» **DOCUMENT EXTRACT**
--------------------

David Flanders from JISC talked about how JISC and its Resource Discovery Task Force can provide help and support to educational collections especially in federation and Linked Data projects. He called on archives managers to use hard times to skill up, so that when more money becomes available staff are full of knowledge, skills, and ideas and ready to act. He also pointed out how much can be done in the Linked Data arena with very little investment in technology.

I really enjoyed Mike Pidd’s talk about the JISC-funded Connected Histories Project. They have adopted a very pragmatic approach to bringing together various archives and superimposing a federated search system based on metadata rationalisation. Although all they are attempting in terms of search and browse functionality is a simple set of concept extractions to pick out people, places, and dates, they are having numerous quality control issues even with those. However, getting all the data into a single format is a good start. I was impressed that one of their data sets took 27 days to process and they still take delivery of data on drives through the post. They found this was much easier to manage than ftp or other electronic transfer, just because of the terabyte volumes involved (something that many people tend to forget when scaling up from little pilot projects to bulk processes). Mike cautioned against using RDF and MySql as processing formats. They found that MySql couldn’t handle the volumes, and RDF they found too “verbose”. They chose to use a fully Lucene solution, which enabled them to bolt in new indexes, rather than reprocess whole data sets when they wanted to make changes. They can still publish out to RDF.

--------------------

» **DATA SHOWN**
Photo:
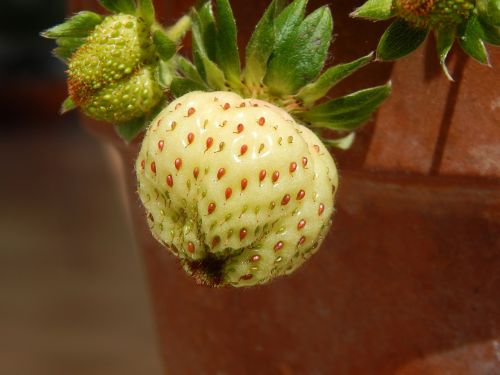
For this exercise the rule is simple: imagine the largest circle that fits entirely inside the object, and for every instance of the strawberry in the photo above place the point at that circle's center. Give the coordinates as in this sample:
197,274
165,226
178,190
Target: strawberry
120,65
232,176
471,22
235,188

--------------------

» **PROBLEMS TO SOLVE**
1. Translate this sentence from the conference notes into Spanish: "Mike cautioned against using RDF and MySql as processing formats."
2. According to the conference notes, which kinds of concepts does the Connected Histories Project extract for search and browse?
3. Pick up the conference notes after their final sentence and carry on with a further paragraph.
The material is separate from the conference notes.

» **RESULTS FOR THE EXERCISE**
1. Mike advirtió contra el uso de RDF y MySql como formatos de procesamiento.

2. People, places, and dates.

3.
Historypin

Nick Stanhope enchanted the audience with Historypin, an offering from wearewhatwedo.org. Historypin allows people to upload old photos, and soon also audio and video, and set them in Google streetview. Although flickr has some similar functions, historypin has volunteers who help to place the image in exactly the right place, and Google have been offering support and are working on image recognition techniques to help place photos precisely. This allows rich historical street views to be built up. What impressed me most, however, was that Nick made the distinction between subjective and objective metadata, with his definition being objective metadata is metadata that can be corrected and subjective metadata is data that can’t. So, he sees objective metadata as the time and the place that a photo was taken - if it is wrong someone might know better and be able to correct it, and subjective metadata as the stories, comments, and opinions that people have about the content, which others cannot correct - if you upload a story or a memory, no-one else can tell you that it is wrong. We could split hairs over this definition, but the point is apposite when it comes to provenance tracking. He also made the astute observation that people very often note the location that a photo is “of”, but it is far more unusual for them to note where it was taken “from”. However, where it was taken from is often more use for augmented reality and other applications that try to create virtual models or images of the world. Speaking to him afterwards, I asked about parametadata, provenance tracking, etc. and he said these are important issues they are striving to work through.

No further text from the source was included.